## Location identification entries
◇ ◇ ◇ ◇
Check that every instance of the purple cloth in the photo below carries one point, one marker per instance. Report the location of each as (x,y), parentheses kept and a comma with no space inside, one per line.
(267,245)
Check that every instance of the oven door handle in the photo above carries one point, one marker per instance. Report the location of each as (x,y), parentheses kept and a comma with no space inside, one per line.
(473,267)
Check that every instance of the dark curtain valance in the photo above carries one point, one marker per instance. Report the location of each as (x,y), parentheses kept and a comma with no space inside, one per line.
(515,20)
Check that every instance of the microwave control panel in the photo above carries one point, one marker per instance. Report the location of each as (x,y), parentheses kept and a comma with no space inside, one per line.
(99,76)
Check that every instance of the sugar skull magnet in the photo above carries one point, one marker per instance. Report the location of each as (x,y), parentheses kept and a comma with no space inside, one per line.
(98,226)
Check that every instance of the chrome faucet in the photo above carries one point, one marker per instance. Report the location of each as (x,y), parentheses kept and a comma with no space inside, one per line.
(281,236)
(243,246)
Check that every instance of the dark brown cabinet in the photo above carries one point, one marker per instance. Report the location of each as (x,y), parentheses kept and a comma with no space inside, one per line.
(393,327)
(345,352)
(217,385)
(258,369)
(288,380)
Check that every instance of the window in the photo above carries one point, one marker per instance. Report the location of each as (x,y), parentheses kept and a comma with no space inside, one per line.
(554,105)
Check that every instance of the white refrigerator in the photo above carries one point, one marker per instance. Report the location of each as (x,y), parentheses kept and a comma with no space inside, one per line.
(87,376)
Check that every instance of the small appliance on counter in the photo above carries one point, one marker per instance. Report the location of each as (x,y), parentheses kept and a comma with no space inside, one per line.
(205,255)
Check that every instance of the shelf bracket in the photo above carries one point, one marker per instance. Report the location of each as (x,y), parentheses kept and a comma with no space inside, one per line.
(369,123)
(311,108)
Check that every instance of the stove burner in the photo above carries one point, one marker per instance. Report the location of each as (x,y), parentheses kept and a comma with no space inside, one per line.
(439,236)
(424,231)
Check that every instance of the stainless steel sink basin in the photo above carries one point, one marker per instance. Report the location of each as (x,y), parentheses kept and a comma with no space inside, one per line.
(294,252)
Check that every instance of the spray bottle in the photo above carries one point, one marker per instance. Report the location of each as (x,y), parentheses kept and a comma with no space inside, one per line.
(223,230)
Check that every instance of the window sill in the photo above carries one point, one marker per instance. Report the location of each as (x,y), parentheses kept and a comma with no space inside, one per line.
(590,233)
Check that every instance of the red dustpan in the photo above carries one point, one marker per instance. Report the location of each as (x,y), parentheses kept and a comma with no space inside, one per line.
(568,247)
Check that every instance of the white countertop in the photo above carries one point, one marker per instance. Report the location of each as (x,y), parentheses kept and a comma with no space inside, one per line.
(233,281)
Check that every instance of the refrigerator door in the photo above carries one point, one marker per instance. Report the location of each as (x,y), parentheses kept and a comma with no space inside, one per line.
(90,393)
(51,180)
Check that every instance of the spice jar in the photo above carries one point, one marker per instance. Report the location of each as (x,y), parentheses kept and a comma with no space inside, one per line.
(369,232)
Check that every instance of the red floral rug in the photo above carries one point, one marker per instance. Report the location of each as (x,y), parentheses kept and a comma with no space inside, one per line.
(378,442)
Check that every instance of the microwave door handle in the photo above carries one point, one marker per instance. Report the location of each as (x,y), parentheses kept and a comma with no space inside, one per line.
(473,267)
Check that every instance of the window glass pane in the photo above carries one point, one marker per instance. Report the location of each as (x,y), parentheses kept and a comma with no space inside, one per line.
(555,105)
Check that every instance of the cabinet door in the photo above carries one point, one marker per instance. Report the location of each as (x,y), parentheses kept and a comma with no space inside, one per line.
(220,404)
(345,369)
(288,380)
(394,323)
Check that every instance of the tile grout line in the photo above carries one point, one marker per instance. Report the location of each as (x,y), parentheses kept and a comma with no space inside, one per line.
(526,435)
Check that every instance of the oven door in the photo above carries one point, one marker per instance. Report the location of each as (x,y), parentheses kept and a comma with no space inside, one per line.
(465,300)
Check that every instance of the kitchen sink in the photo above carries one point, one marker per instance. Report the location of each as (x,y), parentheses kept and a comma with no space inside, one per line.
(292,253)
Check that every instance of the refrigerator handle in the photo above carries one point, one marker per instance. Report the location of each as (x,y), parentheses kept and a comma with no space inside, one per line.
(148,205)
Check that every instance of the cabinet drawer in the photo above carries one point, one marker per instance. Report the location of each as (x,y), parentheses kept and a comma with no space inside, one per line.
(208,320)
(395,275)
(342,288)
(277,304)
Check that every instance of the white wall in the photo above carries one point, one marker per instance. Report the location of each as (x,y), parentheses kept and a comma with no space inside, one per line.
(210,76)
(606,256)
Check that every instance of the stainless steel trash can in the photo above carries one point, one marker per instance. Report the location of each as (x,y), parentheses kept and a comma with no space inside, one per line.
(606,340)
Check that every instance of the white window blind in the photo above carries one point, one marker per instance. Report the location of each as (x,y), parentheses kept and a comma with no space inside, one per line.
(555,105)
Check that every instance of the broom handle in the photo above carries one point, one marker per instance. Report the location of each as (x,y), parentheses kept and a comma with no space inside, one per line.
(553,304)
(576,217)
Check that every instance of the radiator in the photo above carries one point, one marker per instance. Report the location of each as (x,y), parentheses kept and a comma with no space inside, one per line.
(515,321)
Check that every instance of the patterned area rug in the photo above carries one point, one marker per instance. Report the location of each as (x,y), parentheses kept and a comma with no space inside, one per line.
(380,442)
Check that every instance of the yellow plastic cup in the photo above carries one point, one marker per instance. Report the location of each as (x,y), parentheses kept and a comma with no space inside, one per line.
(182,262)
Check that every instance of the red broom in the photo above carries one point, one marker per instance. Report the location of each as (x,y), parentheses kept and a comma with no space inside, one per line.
◇ ◇ ◇ ◇
## YOUR TASK
Copy out each line exactly as written.

## TASK RESPONSE
Check that every instance of the purple cloth in the photo below carries one point, one marker per instance. Report the location of each as (x,y), parentheses kept and a comma with no space inside, one per line.
(267,245)
Check that every instance of the oven door handle in the photo above carries one point, one marker per instance. Report the location of each as (x,y), parentheses kept and a comma with no space inside, one per line.
(473,267)
Check that every instance of the dark curtain valance in the photo above carries one point, one marker per instance. Report the location of each as (x,y), parentheses kept and a comma with no space inside, one per line.
(515,20)
Check that every instance of the microwave control panel in the photo above carries one point, one marker per instance. Report the location of each as (x,y), parentheses kept and a comma with no space inside, one per line.
(99,76)
Check that every instance of the sugar skull magnet in the photo above carries one point, one marker per instance. Report the location of each as (x,y), parentheses kept and a comma with no space inside, one per line.
(98,226)
Check that every instance of the chrome faucet in the photo above carries one point, one marker per instance. Report the location of each as (x,y), parentheses kept and a comma with no space inside, one per line.
(281,236)
(243,246)
Check that every instance of the dark brown cabinet in the photo above carries one point, one marker per instance. Report the location of each as (x,y), parentheses kept and a comma with no space inside, one per line.
(393,327)
(345,352)
(217,385)
(258,369)
(288,380)
Check that every instance of the window in the photo above carries one point, one marker per instance. Report the location of each as (x,y), parentheses kept and a comma with no space inside, one per line.
(554,105)
Check that every instance of the white refrigerator in the photo above carries one point, one marker per instance. Report the location of each as (x,y), parentheses kept and a comma with no space inside, one per line.
(87,376)
Check that every instance of the small appliance on counter in the photo above carries one point, one marker per instance. Report the location of each as (x,y), parentheses kept and a comma with no space inside, one per line.
(205,255)
Check that every instance of the shelf bracket in the photo above carries one point, one marker per instance. Report the location of each as (x,y), parentheses kept and a comma with no space inside, one per line.
(369,123)
(311,108)
Check that every instance of the stove burner in the photo above carries one point, one marker per instance. Report the location of each as (x,y), parentheses kept and a comma with no space inside, one per line.
(439,236)
(424,231)
Check that every instance of the stainless steel sink basin in the photo above carries one point, one marker per instance. Report the location of each as (x,y), parentheses kept and a comma with no space inside, one per line.
(294,252)
Check that every instance of the spray bottle in the photo above carries one point, one marker per instance. Report the location of each as (x,y), parentheses kept and a comma with no space inside, one per line.
(223,230)
Check that every instance of the window sill in the photo above carries one point, one marker per instance. Report the location of each as (x,y), parentheses kept and a comma with no space inside, one per line.
(590,233)
Check that every instance of the red dustpan in the photo above carries one point, one marker per instance. Report the location of each as (x,y), parentheses kept and a comma with no space inside, one per line.
(568,247)
Check that every instance of the white countertop in the photo above carries one point, one marker per instance. Report the location of each as (x,y), parentheses kept and a comma with no space inside, one per line.
(233,281)
Check that every instance of the refrigerator door in the photo above carries one point, one marker per instance. Report the location of each as (x,y), parentheses kept and a comma with no space inside, one per line.
(90,393)
(51,180)
Check that every instance of the spice jar in the photo above carries one point, one marker per instance. Report the location of each as (x,y), parentheses kept and a comma with no space inside, one per line.
(369,232)
Check that every instance of the red floral rug in the photo above carries one point, one marker per instance. Report the location of each as (x,y), parentheses kept and a comma with no space inside, one per line.
(378,442)
Check that every instance of the microwave door handle in the photo above carries one point, one marker per instance. Report the location of each as (x,y), parentheses kept and a comma with no space inside, one per line.
(473,267)
Check that every instance of the window glass pane in the photo above carries one point, one marker per instance. Report the location of each as (x,y), parentheses kept and a comma with no space inside, one per line.
(555,105)
Check that every instance of the cabinet door in the photo above carries one point, one marker per instance. Report the location of each as (x,y), parentheses kept and a comma with no space inside, one per line.
(220,404)
(345,369)
(288,380)
(394,323)
Check that every instance of the tile grout line in the photo above carries one point, one marker per instance. Report the location of each as (x,y), parentheses kept and a comma with no space inside, one per line.
(526,435)
Check that every instance of the oven door in the photo above carries one point, one marker per instance. Report the location of each as (x,y), parentheses kept and a comma with no space inside, one per line.
(465,300)
Check that every instance of the kitchen sink in the photo above carries one point, one marker per instance. Report the location of each as (x,y), parentheses kept and a comma with no space inside, one per line.
(292,253)
Check that every instance of the refrigerator handle in the photo above carries one point, one marker per instance. Report the location of each as (x,y), parentheses kept and a comma with no space inside, one per line.
(148,205)
Check that every instance of the cabinet drawer in the photo above carries one point, one marker per instance. Report the location of each as (x,y), parentheses kept and a comma with no space inside, one per line.
(208,320)
(395,275)
(342,288)
(277,304)
Check that every instance of the white wall in the photo above carries one point, one marker per instance. Report the location of each as (x,y), parentheses kept and a comma with no space inside, one per line.
(210,76)
(606,256)
Check that every instance of the stainless steel trash can in the photo above carries one point, one marker per instance. Report the location of each as (x,y), parentheses kept and a comma with no space inside, one per line.
(606,340)
Check that every instance of the white window blind in the photo above carries one point, one marker per instance. Report the location of each as (x,y), parentheses kept and a comma with no space inside, one per line.
(555,105)
Check that every instance of the broom handle in the photo above carries one point, one marker per instance. Report the location of each as (x,y), parentheses kept and a comma with no space inside, one per line.
(553,304)
(576,217)
Check that every instance of the radiator in the photo above carries one point, one marker per instance. Report the location of each as (x,y), parentheses kept and a comma with no space inside, one per line.
(515,321)
Check that every instance of the patterned area rug in the photo above carries one point, one marker per instance. Report the location of each as (x,y), parentheses kept and a comma with no space inside, one per line.
(380,442)
Check that every instance of the yellow plastic cup in the photo above carries one point, one marker per instance. Report the location of each as (x,y), parentheses kept and a comma with no space inside, one per line.
(182,262)
Check that every instance of the red broom in the photo above carries one point, one marker per instance. Report the location of each as (x,y), parentheses kept and a comma with no space inside, one per line.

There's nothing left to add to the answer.